* [PETUNJUK TUGAS]:
Teruskan berita tentang harga BBM di bawah ini, mulai setelah kalimat terakhirnya.

* [TEKS BACAAN]:

Reporter: Dimas Andi | Editor: Anna Suci Perwitasari
KONTAN.CO.ID - JAKARTA. Pemerintah melalui Kementerian Energi dan Sumber Daya Mineral (ESDM) memutuskan untuk tidak menurunkan harga bahan bakar minyak (BBM) di bulan Mei dan memilih untuk terus memantau perkembangan harga minyak dunia.
Menanggapi hal tersebut, Pengamat Ekonomi Energi Universitas Gadjah Mada Fahmy Radhi menilai keputusan pemerintah kurang tepat dan cenderung tidak adil terhadap konsumen. Sebab, ketika harga minyak dunia naik, pemerintah dengan serta merta ikut mengerek harga BBM.
“Pada saat harga terpuruk turun, mereka (pemerintah) belum juga menurunkan harga BBM, terutama non subsidi,” ujar dia, Senin (11/5) malam.
Baca Juga: Harga BBM di Indonesia belum menunjukkan tanda-tanda penurunan
Fahmy memprediksi, harga minyak dunia masih akan berada dalam tren melemah kendati negara-negara anggota OPEC telah memutuskan untuk memangkas produksi minyak sebesar 9,7 juta barel per hari dari bulan Mei hingga Juni nanti.

* [DATA TERSEDIA]:
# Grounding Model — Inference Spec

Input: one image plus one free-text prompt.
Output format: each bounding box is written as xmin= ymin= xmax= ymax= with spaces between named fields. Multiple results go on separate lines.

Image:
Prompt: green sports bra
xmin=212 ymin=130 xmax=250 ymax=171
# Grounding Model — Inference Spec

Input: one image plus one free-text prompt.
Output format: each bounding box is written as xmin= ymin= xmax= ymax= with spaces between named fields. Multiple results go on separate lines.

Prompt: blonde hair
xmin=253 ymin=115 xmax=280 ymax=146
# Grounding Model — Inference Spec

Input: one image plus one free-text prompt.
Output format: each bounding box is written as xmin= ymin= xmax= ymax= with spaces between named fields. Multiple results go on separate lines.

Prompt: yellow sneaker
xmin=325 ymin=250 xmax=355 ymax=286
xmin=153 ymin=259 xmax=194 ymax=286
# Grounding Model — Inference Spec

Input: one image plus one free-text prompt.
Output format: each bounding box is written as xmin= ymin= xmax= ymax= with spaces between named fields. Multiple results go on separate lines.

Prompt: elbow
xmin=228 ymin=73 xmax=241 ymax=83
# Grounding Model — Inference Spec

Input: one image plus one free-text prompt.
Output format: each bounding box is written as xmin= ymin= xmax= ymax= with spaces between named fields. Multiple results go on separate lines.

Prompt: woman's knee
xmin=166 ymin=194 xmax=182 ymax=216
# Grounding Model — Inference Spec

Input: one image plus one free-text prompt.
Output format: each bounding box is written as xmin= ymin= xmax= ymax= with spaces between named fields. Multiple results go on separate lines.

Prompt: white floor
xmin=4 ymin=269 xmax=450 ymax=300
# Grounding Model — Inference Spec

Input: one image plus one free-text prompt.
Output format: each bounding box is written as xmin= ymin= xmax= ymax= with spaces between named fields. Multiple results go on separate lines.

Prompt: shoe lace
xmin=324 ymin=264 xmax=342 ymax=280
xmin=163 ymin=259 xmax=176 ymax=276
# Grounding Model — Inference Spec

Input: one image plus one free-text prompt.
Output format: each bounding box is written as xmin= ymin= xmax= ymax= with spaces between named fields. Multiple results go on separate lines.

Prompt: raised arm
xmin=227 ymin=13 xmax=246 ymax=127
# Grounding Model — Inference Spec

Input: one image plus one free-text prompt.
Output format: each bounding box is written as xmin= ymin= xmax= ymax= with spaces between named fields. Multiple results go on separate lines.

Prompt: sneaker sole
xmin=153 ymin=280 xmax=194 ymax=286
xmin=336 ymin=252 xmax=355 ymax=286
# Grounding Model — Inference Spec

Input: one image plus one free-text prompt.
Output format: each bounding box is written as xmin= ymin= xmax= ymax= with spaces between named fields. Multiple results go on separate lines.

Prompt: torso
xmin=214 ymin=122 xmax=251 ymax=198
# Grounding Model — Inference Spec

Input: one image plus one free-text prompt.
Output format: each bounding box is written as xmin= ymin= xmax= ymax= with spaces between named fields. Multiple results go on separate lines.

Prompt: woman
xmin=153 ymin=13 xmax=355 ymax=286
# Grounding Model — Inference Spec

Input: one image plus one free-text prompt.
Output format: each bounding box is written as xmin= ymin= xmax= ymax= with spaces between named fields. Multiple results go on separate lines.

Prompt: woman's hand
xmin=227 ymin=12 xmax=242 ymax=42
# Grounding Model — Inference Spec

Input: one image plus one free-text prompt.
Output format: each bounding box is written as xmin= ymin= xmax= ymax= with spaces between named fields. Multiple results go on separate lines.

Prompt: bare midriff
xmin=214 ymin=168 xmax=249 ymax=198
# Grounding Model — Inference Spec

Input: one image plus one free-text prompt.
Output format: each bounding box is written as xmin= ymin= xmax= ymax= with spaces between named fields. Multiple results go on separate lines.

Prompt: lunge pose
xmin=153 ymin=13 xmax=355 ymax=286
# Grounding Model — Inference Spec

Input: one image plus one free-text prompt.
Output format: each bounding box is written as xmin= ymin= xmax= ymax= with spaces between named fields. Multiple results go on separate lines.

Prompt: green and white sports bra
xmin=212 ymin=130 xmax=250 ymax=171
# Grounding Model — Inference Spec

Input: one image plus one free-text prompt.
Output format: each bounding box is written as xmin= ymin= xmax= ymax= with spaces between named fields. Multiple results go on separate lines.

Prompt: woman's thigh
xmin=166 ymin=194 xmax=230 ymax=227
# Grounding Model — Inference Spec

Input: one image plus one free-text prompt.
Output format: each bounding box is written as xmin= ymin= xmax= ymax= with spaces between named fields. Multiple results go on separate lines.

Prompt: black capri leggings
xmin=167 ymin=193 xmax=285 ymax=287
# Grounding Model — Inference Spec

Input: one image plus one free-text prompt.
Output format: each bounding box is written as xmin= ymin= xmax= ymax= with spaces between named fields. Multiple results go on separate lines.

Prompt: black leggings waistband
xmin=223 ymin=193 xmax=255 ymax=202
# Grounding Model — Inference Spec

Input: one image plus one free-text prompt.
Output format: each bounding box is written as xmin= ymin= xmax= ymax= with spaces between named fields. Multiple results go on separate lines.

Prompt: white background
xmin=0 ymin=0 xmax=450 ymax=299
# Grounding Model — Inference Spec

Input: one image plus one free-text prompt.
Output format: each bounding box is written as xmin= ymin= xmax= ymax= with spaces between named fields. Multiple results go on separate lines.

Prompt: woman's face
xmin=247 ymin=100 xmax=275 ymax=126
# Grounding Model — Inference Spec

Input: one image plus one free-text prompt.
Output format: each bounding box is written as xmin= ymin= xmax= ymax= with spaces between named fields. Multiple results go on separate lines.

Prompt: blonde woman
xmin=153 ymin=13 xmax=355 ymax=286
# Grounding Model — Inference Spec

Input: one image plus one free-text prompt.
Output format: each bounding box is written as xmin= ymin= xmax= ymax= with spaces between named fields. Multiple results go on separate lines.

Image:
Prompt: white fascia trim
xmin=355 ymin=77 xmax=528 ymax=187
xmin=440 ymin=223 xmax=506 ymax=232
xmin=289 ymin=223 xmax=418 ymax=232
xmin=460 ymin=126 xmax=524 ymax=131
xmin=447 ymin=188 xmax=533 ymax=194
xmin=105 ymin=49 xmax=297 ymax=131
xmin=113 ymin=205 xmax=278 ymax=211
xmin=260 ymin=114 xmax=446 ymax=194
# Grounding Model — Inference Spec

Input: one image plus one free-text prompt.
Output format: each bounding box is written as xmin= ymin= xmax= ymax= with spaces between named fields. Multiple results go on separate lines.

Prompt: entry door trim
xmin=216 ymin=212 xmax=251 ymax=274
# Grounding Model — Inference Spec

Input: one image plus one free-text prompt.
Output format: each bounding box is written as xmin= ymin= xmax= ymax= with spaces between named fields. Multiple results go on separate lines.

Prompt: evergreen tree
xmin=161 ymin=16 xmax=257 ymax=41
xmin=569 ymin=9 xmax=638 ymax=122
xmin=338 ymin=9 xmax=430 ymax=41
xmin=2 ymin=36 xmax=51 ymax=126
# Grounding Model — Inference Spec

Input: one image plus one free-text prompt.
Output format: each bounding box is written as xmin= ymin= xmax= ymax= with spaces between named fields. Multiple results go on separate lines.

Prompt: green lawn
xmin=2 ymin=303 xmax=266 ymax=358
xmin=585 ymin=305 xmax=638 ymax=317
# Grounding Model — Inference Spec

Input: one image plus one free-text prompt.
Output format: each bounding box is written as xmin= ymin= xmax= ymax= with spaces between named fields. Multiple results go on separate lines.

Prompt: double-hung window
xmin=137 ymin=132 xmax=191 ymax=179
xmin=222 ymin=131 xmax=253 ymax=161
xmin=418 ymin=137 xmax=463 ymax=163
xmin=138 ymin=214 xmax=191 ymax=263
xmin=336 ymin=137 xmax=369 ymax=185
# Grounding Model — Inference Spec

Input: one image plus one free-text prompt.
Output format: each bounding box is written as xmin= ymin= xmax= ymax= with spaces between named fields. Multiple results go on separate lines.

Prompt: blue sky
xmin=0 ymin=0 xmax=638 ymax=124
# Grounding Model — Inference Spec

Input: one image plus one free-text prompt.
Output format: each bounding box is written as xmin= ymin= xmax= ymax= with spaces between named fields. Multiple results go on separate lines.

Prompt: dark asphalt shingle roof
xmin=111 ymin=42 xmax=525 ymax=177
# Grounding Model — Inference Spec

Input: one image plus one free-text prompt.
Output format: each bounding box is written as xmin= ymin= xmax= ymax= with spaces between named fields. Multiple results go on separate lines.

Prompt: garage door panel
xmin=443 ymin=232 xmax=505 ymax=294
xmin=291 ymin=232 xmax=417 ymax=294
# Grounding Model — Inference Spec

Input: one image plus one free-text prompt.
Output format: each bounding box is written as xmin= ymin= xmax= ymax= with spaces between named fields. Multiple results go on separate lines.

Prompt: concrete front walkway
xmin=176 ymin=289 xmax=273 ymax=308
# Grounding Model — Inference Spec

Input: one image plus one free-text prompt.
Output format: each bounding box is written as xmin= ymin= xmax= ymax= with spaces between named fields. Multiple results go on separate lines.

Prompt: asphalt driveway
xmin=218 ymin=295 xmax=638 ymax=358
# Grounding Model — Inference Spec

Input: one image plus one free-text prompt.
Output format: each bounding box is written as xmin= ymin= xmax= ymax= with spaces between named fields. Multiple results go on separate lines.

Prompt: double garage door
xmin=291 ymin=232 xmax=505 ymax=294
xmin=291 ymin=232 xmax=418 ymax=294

* [JAWABAN]:
Pasalnya, koreksi harga minyak dunia yang terjadi belakangan ini sangat dipengaruhi oleh rendahnya permintaan konsumen seiring pandemi virus corona. Wabah ini sendiri tidak akan selesai dalam waktu dekat, sehingga hampir dipastikan permintaan terhadap minyak dunia masih akan rendah dalam beberapa waktu ke depan.
“Karena itu langkah pemerintah untuk memantau harga minyak dunia lebih dahulu ketimbang menurunkan harga BBM kurang beralasan,” ungkap dia.
Menurutnya, penurunan harga BBM bisa meringankan beban masyarakat yang sudah terpuruk akibat wabah corona. Diharapkan, kebijakan tersebut bisa menjaga daya beli masyarakat sekaligus berkontribusi dalam pertumbuhan ekonomi nasional.